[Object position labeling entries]
──────

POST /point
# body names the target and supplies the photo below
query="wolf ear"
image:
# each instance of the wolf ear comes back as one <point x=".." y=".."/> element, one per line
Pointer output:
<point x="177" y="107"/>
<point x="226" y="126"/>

──────

Exercise prompt —
Extract the data exactly as given.

Problem solution —
POST /point
# body names the target and supplies the photo below
query="wolf ear"
image:
# each instance of the wolf ear comes back as one <point x=".." y=".."/> element, one per line
Pointer output:
<point x="177" y="107"/>
<point x="226" y="126"/>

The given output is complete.